▸ **EXTRACTED TEXT**
* * * *

# nfl lines machine learning project


source data for historical spreads and game scores
http://www.repole.com/sun4cast/data.html

### setup

In [1]:
import os

# define the root directory for the nfl code in $MLNLF_ROOT
codeDir = "".join([os.environ['MLNFL_ROOT'], os.path.sep])
dataRoot = "".join([codeDir, "data", os.path.sep])

os.chdir(codeDir)

print(codeDir)
print(dataRoot)

/Users/amit/repos/mlnfl/nfl/
/Users/amit/repos/mlnfl/nfl/data/


In [3]:
# warnings control
import warnings
# choose default, ignore, always
warnings.filterwarnings('ignore')


In [4]:
# import necessary modules
%matplotlib inline

from __future__ import division
from __future__ import print_function
import os
import numpy as np
import pandas as pd
import matplotlib.pyplot as plt

import madden

from sklearn import linear_model
from sklearn import svm
from sklearn import ensemble

print ("pandas version ",pd.__version__)

pandas version  0.18.0


In [5]:
# location of lookup files
from referencedata import ReferenceData
lookupFiles = { 'teams' : {'file': 'nflTeams.csv' },
                'seasons' : {'file': 'seasons.csv' },
               }

lookupDir = "".join([dataRoot, 'lookup', os.path.sep])

print ("lookupFiles = %s" % lookupFiles)
print ("lookupDir = %s" % lookupDir)

lookupFiles = {'seasons': {'file': 'seasons.csv'}, 'teams': {'file': 'nflTeams.csv'}}
lookupDir = /Users/amit/repos/mlnfl/nfl/data/lookup/


In [6]:
# import reference data
reference_data = ReferenceData(lookupDir)

* * * *

Data entries

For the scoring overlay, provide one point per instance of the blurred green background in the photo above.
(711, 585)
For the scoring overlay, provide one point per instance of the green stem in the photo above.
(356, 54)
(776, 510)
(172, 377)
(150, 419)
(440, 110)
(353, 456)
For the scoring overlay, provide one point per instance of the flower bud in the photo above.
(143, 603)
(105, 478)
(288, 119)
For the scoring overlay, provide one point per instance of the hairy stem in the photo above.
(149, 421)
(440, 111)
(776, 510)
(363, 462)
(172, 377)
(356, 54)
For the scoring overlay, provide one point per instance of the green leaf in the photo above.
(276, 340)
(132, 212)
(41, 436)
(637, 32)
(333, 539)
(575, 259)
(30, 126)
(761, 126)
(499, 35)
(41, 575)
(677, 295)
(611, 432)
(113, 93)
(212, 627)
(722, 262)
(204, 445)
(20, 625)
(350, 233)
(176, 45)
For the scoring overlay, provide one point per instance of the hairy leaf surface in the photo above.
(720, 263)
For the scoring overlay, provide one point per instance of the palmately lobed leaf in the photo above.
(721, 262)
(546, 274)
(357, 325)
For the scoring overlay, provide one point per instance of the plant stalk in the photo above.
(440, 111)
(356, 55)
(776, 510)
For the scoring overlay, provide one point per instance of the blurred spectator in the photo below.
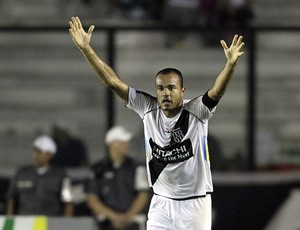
(71, 151)
(40, 189)
(119, 190)
(179, 13)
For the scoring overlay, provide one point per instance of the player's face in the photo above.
(169, 93)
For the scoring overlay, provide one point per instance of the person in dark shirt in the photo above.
(119, 190)
(40, 189)
(71, 151)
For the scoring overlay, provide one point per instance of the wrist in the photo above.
(85, 49)
(231, 64)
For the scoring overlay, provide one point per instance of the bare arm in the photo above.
(10, 207)
(233, 54)
(103, 70)
(68, 210)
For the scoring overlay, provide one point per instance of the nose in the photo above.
(166, 92)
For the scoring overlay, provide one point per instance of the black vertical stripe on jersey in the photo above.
(156, 166)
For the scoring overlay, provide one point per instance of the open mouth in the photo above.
(166, 101)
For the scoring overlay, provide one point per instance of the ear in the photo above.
(182, 91)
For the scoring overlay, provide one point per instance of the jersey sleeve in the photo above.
(199, 109)
(141, 182)
(140, 102)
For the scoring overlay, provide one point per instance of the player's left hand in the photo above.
(235, 51)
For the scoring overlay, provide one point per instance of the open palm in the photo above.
(235, 51)
(79, 36)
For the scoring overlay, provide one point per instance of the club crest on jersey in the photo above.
(173, 153)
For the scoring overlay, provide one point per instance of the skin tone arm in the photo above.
(119, 220)
(10, 207)
(103, 70)
(233, 54)
(68, 210)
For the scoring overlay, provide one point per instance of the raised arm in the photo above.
(233, 54)
(103, 70)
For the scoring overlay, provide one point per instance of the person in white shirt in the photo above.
(175, 135)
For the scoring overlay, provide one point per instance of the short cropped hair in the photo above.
(172, 70)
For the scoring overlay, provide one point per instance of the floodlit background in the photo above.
(45, 81)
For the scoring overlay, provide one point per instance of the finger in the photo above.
(74, 22)
(78, 22)
(72, 26)
(234, 40)
(240, 54)
(90, 31)
(223, 43)
(241, 46)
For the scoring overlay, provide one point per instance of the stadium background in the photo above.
(44, 80)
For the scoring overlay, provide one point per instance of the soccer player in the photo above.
(175, 135)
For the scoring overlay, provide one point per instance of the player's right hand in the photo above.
(79, 36)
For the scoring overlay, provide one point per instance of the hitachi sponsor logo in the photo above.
(172, 154)
(168, 153)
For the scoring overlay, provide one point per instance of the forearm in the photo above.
(10, 207)
(103, 70)
(221, 83)
(138, 204)
(106, 73)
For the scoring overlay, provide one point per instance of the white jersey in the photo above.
(177, 155)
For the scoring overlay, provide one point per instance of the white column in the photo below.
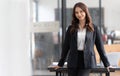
(15, 38)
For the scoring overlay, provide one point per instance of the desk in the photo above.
(63, 70)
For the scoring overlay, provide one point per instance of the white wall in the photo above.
(111, 10)
(15, 38)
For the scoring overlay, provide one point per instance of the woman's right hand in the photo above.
(56, 67)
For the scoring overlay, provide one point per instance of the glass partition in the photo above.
(47, 29)
(46, 35)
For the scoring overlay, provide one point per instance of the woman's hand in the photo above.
(108, 68)
(56, 67)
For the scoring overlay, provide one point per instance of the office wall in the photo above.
(15, 38)
(111, 12)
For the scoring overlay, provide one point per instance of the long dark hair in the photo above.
(75, 21)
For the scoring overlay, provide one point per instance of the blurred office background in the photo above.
(32, 33)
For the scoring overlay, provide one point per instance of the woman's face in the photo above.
(80, 14)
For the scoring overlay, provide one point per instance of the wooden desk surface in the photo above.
(95, 70)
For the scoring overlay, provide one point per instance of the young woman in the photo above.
(79, 42)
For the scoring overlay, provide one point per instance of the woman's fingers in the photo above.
(56, 67)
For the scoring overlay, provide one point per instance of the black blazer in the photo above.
(70, 49)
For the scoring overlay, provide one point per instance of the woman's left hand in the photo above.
(108, 68)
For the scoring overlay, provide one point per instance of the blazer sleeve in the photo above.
(65, 49)
(100, 48)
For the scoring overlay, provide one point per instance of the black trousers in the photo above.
(80, 70)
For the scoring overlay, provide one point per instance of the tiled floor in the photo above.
(47, 73)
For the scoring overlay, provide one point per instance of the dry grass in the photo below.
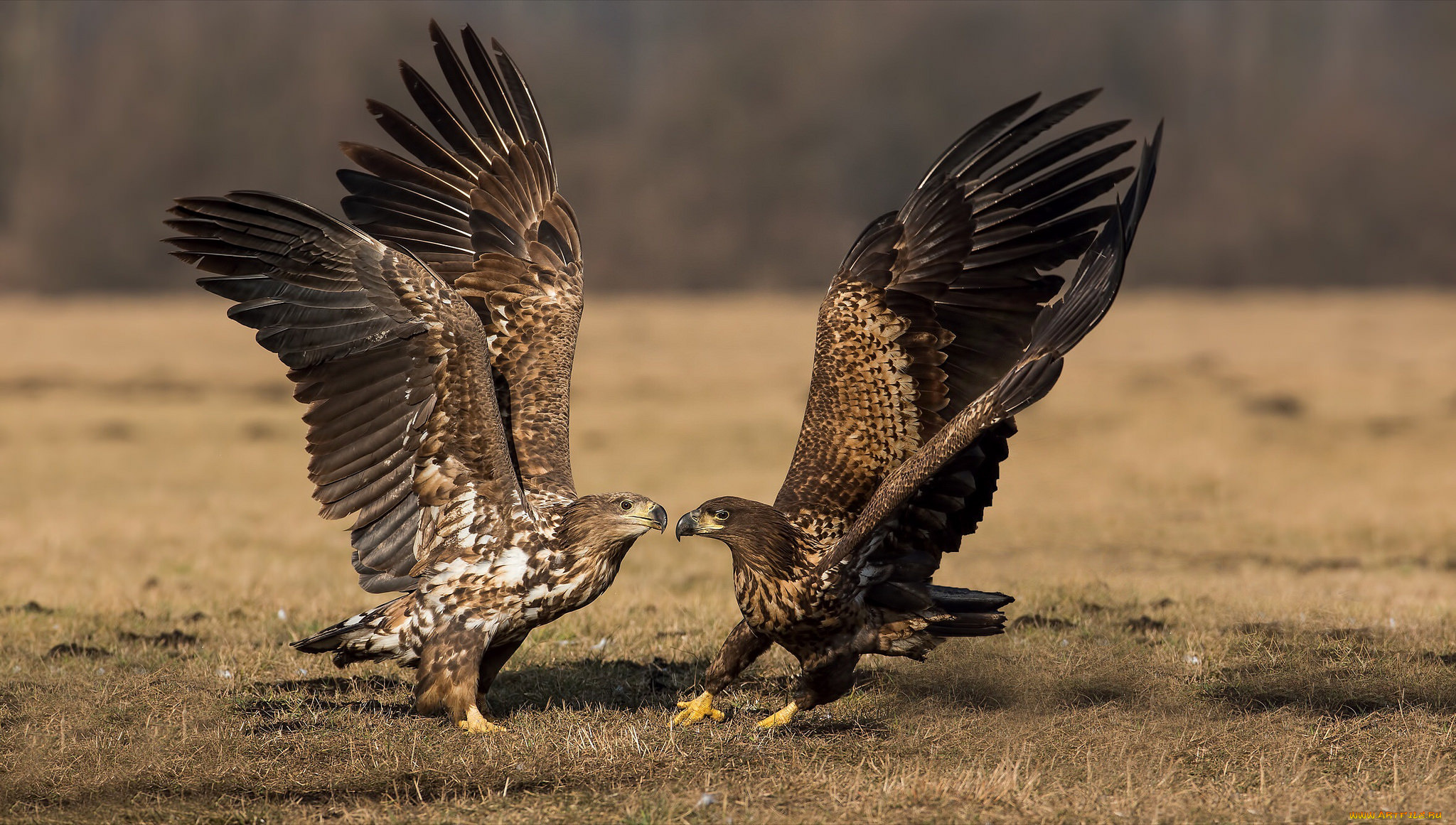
(1229, 533)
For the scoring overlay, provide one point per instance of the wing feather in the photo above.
(906, 511)
(935, 301)
(389, 358)
(479, 207)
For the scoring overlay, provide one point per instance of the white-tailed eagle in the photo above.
(433, 343)
(938, 328)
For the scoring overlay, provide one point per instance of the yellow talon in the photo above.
(476, 723)
(696, 711)
(781, 718)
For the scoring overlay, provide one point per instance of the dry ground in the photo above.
(1229, 532)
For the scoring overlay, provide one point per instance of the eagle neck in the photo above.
(774, 549)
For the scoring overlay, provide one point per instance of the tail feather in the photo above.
(369, 636)
(973, 613)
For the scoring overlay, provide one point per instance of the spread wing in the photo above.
(402, 411)
(478, 204)
(919, 509)
(932, 306)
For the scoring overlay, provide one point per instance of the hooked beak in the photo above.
(687, 526)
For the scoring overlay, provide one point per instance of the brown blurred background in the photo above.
(743, 146)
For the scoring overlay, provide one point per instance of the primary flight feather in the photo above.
(433, 343)
(939, 326)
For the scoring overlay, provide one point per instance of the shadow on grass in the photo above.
(619, 684)
(1340, 671)
(1328, 691)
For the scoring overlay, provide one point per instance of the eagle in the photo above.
(433, 340)
(944, 320)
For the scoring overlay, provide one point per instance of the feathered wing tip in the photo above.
(1056, 330)
(1088, 298)
(370, 635)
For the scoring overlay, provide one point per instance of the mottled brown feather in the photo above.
(402, 409)
(481, 208)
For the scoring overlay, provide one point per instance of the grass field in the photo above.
(1229, 533)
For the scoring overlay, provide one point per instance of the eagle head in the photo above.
(757, 534)
(615, 517)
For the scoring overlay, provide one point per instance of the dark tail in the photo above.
(976, 613)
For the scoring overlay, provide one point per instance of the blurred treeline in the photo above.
(732, 146)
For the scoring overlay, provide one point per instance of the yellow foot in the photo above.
(695, 711)
(781, 718)
(476, 723)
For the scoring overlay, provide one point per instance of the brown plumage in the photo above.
(938, 328)
(433, 343)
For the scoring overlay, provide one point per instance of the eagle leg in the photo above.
(476, 723)
(781, 718)
(491, 664)
(449, 674)
(740, 649)
(696, 711)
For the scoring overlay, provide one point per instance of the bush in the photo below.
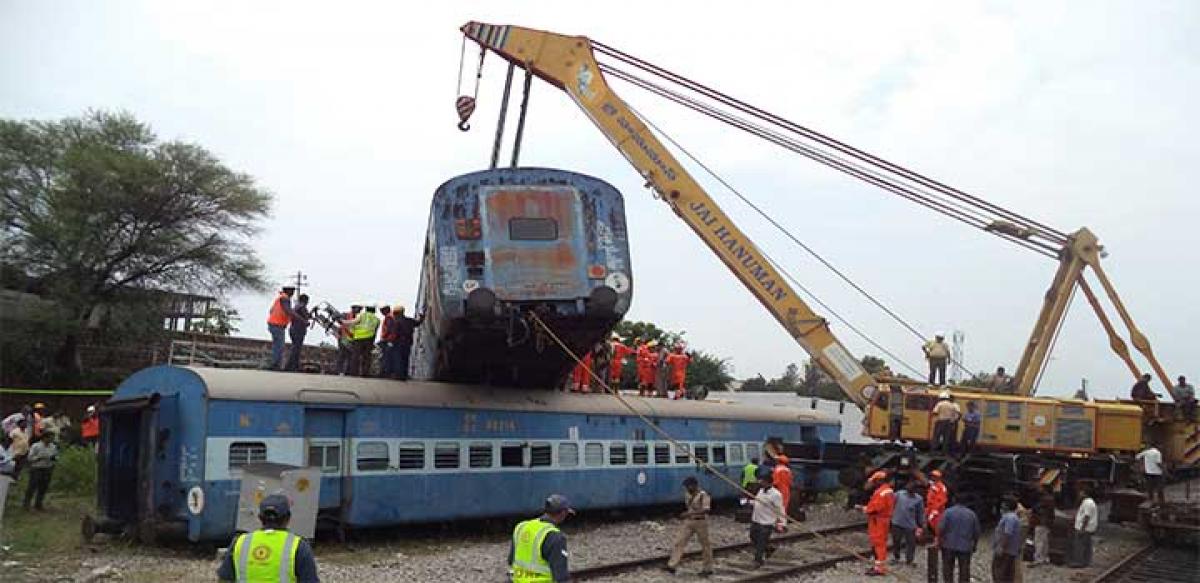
(76, 472)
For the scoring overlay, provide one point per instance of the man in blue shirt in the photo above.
(957, 536)
(907, 521)
(1006, 544)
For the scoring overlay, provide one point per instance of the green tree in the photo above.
(217, 322)
(99, 209)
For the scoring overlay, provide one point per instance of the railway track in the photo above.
(1155, 564)
(742, 571)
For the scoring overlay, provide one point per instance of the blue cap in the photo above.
(276, 505)
(558, 503)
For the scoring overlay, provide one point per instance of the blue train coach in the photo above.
(509, 241)
(175, 438)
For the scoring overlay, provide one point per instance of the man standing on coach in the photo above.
(539, 548)
(271, 553)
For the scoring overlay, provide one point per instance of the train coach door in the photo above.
(535, 248)
(324, 434)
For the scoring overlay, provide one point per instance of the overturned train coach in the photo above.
(505, 242)
(175, 442)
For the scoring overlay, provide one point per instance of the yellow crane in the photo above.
(1013, 422)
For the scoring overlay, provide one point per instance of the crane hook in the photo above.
(466, 106)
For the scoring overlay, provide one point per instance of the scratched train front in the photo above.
(507, 242)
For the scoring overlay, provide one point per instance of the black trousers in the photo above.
(949, 558)
(904, 541)
(297, 335)
(937, 371)
(760, 535)
(39, 482)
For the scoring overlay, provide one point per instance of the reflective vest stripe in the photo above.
(286, 560)
(279, 316)
(244, 556)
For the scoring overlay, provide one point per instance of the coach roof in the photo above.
(264, 385)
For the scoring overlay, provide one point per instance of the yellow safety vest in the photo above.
(367, 325)
(528, 564)
(258, 557)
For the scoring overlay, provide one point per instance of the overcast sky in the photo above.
(1071, 113)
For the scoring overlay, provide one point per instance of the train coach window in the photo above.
(411, 456)
(533, 229)
(243, 452)
(540, 455)
(568, 455)
(325, 456)
(480, 455)
(511, 456)
(661, 454)
(593, 454)
(447, 455)
(682, 454)
(718, 454)
(736, 454)
(372, 456)
(641, 454)
(618, 454)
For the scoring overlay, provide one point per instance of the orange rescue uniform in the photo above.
(879, 523)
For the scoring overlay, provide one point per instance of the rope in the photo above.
(679, 446)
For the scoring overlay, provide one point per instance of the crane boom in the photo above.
(569, 64)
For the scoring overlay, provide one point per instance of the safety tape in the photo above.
(82, 392)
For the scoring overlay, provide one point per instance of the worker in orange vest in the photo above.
(678, 362)
(646, 360)
(781, 478)
(617, 361)
(935, 506)
(277, 324)
(89, 428)
(879, 520)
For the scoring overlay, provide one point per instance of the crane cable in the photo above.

* * * *

▸ **SET TASKS**
- a) In the NFL lines notebook, restate the block that begins "# warnings control" as a short list that keeps its main facts.
- b) Copy everything in the NFL lines notebook from "print(codeDir)" down to "warnings.filterwarnings('ignore')", changing nothing.
- c) Proceed with the NFL lines notebook from the point where it stops.

▸ **RESPONSES TO THE TASKS**
- a)
- Imports Python's warnings module.
- Lists the available choices as default, ignore and always.
- Sets the warnings filter to "ignore".

- b)
print(codeDir)
print(dataRoot)

/Users/amit/repos/mlnfl/nfl/
/Users/amit/repos/mlnfl/nfl/data/


In [3]:
# warnings control
import warnings
# choose default, ignore, always
warnings.filterwarnings('ignore')

- c)
reference_data.teams_df.head()

Unnamed: 0_level_0,city,mascot,league,division,year
team,Unnamed: 1_level_1,Unnamed: 2_level_1,Unnamed: 3_level_1,Unnamed: 4_level_1,Unnamed: 5_level_1
Baltimore Ravens,,Ravens,afc,north,
New England Patriots,,Patriots,afc,east,
Tennessee Titans,,Titans,afc,south,
Atlanta Falcons,,Falcons,nfc,south,
Tampa Bay Buccaneers,,Buccaneers,nfc,south,


### define test and training sets

In [7]:
###  multi-season training
# train on previous 3 yrs of data
testYear = [2016]
trainYears = range(testYear[0]-3,testYear[0]) 

# training data set - includes one extra year for prev yr record
seasons = np.array(trainYears)
print ("training seasons >> ", seasons)
print ("test seasons >> ", testYear)

training seasons >>  [2013 2014 2015]
test seasons >>  [2016]


### load and process historical data for training and test sets

In [8]:
reload(madden)

# get training data
# 1 - read all the games
path_to_lines = dataRoot + "lines/"
dfAllGames = madden.readGamesAll(path_to_lines, seasons)
# 2 - compile season record for all teams
dfAllTeams = madden.seasonRecord(dfAllGames, reference_data)
# 3 - apply season records and compute other fields for all games
dfAllGames = madden.processGames(dfAllGames, dfAllTeams, reference_data)
# 4 - remove extra year of data 
dfAllGames = dfAllGames[dfAllGames.season.isin(seasons)]

# use different test set 
seasonTest = np.array(testYear) # should be only one year
print ("getting results for >> ", seasonTest)
# 1 - read all the games
dfGamesTest = madden.readGamesAll(path_to_lines, seasonTest)  
# 2 - compile season record for all teams
dfTeamsTest = madden.seasonRecord(dfGamesTest,reference_data) 
# 3 - apply season records and compute other fields for all games
dfGamesTest = madden.processGames(dfGamesTest, dfTeamsTest, reference_data) 
# 4 - remove extra year of data 
dfGamesTest = dfGamesTest[dfGamesTest.season.isin(seasonTest)]


results for >>  [2016]


### what does input data look like ?


In [47]:
# features
dfAllGames[madden.FEATURE_COLUMNS].head()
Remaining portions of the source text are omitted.